*READING PASSAGE*
Content starts

Wednesday, 17 August 2016

This is John Key's New Zealand

The New Zealand I grew up in was insular, egalitarian and a country that looked after its citizens,if in a rather patriarchal way.

Now we are a country that have normalised the rampant poverty that has overtaken us during 30 years of neo-liberalism.

I remember a quote by someone saying that they wanted to introduce the “reforms” over a 20-year period so there would be a generation that had no memory of what life was like before.

We have been so overtaken by a dairy industry that has destroyed our waterways that a large town’s drinking water has been contaminated.

We are so tied up with international chemical multinationals like Monsanto that a corrupt EPA comes up with findings that contradict what the rest of the world is finding.

We conspire with American courts to have information on human rights campaigners released to Kazakhstan.

All this the day after we learn that the NZ government co-operated in hounding a NZ citizen,building up a false case of “terrorism”.

Human rights are being destroyed as I write this.


This is the country in which I live.

Schools close, anger grows as tummy bug spreads through Havelock North
Hawke's Bay health authorities knew about faecal contamination of Havelock North's drinking water more than 24 hours before they alerted the public



15 August, 2016



The Hawke's Bay District Health Board said on Monday it believed between 1000 and 2000 people had been affected by the bug in the town's water supply, almost certainly campylobacter.

Twenty people are in hospital, including two who are critically ill, and all Havelock North schools have been closed as the community fights the spread of the vicious stomach bug.

The town's supply has been chlorinated to kill the bug, and Hastings District Council has brought in tankers of uncontaminated water so residents can fill containers from the street.


The community was first warned about the gastro illness outbreak on Friday evening, and told to boil drinking

The DHB's medical officer of health, Nick Jones, said that did not sound alarm bells because, in almost all similar cases, it turned out to be the tanker, not the water, that was contaminated

The tanker operator was told not to distribute the water, probably collected on Wednesday, and to sanitise the tanker.

Prime Minister John Key said on Monday that it was "highly likely" the Ministry of Health would hold an inquiry into the outbreak.

Content ends

*INSTRUCTIONS TO FOLLOW*
According to the blog post about Havelock North, how many people are in hospital with the stomach bug?

*DATA SECTION*

Content starts

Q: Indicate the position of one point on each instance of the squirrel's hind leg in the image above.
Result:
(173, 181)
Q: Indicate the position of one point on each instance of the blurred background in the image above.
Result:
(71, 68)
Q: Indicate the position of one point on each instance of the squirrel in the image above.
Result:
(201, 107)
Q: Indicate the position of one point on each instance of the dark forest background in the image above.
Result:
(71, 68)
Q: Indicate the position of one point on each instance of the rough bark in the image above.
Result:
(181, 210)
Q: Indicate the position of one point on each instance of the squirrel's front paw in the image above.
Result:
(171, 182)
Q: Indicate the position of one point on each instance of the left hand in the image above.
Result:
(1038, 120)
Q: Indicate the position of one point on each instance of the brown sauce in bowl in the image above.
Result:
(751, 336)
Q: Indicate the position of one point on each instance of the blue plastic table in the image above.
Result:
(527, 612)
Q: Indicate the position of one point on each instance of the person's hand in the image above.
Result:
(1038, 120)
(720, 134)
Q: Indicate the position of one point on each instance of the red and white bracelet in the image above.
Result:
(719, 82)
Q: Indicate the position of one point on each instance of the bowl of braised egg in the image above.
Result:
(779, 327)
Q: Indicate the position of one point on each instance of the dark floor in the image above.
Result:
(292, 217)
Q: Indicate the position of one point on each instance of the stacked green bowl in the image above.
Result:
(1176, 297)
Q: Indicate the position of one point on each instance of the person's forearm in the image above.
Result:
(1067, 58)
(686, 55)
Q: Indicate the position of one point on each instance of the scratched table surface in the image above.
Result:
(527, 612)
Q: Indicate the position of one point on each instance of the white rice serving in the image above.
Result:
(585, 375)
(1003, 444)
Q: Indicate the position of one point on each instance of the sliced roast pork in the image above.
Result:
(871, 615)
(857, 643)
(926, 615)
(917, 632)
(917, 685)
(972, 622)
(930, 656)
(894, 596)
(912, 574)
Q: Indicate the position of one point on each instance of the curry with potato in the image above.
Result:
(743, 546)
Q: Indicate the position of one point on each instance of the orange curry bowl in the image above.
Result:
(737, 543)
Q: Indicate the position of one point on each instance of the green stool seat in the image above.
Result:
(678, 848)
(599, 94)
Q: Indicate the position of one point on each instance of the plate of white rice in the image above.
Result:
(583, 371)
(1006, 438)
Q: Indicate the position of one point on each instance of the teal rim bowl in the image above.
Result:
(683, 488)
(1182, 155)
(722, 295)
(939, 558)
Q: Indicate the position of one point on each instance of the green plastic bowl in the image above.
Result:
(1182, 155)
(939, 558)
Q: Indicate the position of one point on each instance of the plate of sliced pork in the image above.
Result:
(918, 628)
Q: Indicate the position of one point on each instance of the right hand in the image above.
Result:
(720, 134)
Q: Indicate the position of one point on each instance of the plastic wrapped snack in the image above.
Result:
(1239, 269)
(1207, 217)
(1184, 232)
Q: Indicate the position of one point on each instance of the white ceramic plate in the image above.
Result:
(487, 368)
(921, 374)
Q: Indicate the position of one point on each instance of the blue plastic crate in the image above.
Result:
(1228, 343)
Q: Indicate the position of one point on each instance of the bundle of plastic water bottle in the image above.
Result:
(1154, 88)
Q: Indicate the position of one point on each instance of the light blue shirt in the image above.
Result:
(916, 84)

Content ends

*OUTPUT OF THE EXERCISE*
Twenty people, two of them critically ill.